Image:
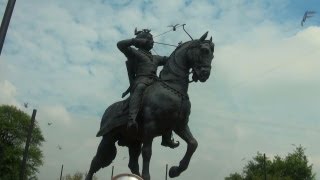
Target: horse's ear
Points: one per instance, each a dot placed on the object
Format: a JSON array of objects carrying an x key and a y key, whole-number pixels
[{"x": 203, "y": 37}]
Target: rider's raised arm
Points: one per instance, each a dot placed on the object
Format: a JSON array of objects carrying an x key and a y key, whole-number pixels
[{"x": 161, "y": 60}]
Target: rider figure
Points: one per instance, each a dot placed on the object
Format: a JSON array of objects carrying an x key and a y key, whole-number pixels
[{"x": 142, "y": 71}]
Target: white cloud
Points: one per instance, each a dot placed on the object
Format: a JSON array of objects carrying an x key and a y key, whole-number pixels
[{"x": 62, "y": 58}]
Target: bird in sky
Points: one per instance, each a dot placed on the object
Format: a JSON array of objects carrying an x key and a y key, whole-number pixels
[
  {"x": 174, "y": 27},
  {"x": 306, "y": 15}
]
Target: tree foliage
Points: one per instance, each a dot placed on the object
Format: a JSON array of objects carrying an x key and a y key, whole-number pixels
[
  {"x": 294, "y": 166},
  {"x": 14, "y": 125}
]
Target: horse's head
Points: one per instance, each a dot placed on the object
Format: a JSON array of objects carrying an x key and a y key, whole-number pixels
[{"x": 199, "y": 55}]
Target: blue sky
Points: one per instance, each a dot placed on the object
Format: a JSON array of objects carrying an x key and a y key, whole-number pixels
[{"x": 61, "y": 57}]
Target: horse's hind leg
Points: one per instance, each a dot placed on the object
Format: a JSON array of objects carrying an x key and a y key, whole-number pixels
[
  {"x": 134, "y": 153},
  {"x": 105, "y": 155},
  {"x": 186, "y": 135},
  {"x": 146, "y": 156}
]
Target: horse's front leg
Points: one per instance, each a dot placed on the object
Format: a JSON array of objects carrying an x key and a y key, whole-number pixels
[
  {"x": 186, "y": 135},
  {"x": 146, "y": 156}
]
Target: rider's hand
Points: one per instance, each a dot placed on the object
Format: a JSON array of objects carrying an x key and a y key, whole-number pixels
[{"x": 140, "y": 42}]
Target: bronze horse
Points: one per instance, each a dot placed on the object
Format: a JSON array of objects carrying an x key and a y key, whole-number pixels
[{"x": 166, "y": 107}]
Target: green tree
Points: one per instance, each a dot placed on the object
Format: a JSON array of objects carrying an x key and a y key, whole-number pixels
[
  {"x": 294, "y": 166},
  {"x": 14, "y": 125}
]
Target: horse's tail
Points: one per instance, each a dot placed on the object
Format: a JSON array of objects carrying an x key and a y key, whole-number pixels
[{"x": 114, "y": 116}]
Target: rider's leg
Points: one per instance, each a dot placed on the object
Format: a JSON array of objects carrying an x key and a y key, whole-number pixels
[
  {"x": 168, "y": 141},
  {"x": 135, "y": 100}
]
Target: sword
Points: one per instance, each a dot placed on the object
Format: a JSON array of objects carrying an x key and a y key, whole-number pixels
[{"x": 5, "y": 22}]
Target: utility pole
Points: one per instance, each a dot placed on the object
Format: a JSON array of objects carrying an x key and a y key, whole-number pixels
[
  {"x": 166, "y": 171},
  {"x": 61, "y": 172},
  {"x": 264, "y": 166},
  {"x": 26, "y": 149},
  {"x": 112, "y": 172},
  {"x": 5, "y": 22}
]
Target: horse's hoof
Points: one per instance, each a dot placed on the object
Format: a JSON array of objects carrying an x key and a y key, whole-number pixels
[{"x": 174, "y": 171}]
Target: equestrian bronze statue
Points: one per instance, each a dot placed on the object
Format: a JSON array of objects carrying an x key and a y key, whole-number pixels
[{"x": 163, "y": 104}]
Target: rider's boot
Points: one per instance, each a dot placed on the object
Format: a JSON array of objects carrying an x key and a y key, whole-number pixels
[
  {"x": 134, "y": 105},
  {"x": 168, "y": 141}
]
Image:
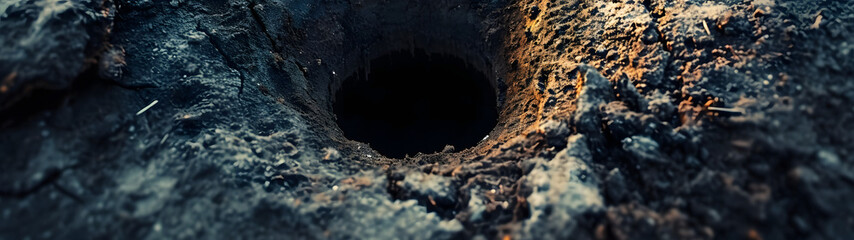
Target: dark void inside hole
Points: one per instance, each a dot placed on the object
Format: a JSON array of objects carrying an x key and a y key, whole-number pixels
[{"x": 410, "y": 102}]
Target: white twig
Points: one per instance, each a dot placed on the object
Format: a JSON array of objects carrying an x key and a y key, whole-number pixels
[
  {"x": 706, "y": 26},
  {"x": 146, "y": 108},
  {"x": 728, "y": 110}
]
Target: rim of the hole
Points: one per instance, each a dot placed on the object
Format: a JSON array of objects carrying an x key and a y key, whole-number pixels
[{"x": 491, "y": 76}]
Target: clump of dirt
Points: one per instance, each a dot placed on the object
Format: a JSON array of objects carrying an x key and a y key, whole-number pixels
[{"x": 615, "y": 120}]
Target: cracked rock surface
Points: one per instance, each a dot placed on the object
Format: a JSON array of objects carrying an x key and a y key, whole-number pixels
[{"x": 653, "y": 119}]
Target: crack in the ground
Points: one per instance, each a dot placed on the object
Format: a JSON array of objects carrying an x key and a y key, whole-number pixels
[{"x": 228, "y": 61}]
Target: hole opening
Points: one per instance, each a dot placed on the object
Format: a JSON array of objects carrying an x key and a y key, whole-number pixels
[{"x": 409, "y": 102}]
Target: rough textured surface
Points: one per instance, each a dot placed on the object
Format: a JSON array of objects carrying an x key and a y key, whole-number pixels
[{"x": 686, "y": 119}]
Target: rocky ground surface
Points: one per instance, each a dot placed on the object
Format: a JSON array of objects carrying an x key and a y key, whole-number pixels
[{"x": 654, "y": 119}]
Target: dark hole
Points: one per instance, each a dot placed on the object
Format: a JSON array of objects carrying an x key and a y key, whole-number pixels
[{"x": 410, "y": 102}]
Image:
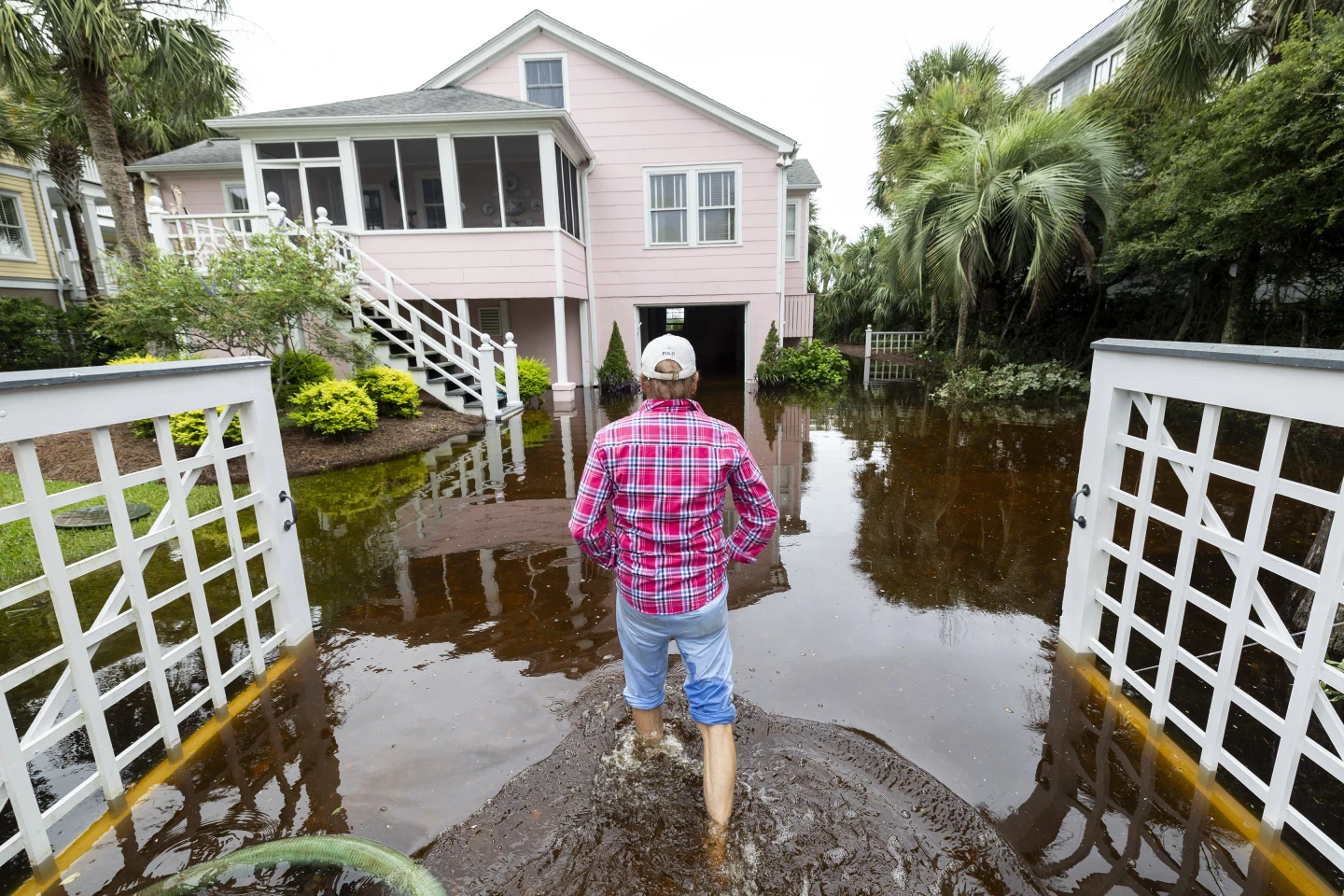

▸ **Exercise goal**: Gather every line of the records above that contains the string "white". Match case exactly.

▸ **Output for this exercise**:
Target: white cloud
Target: white twig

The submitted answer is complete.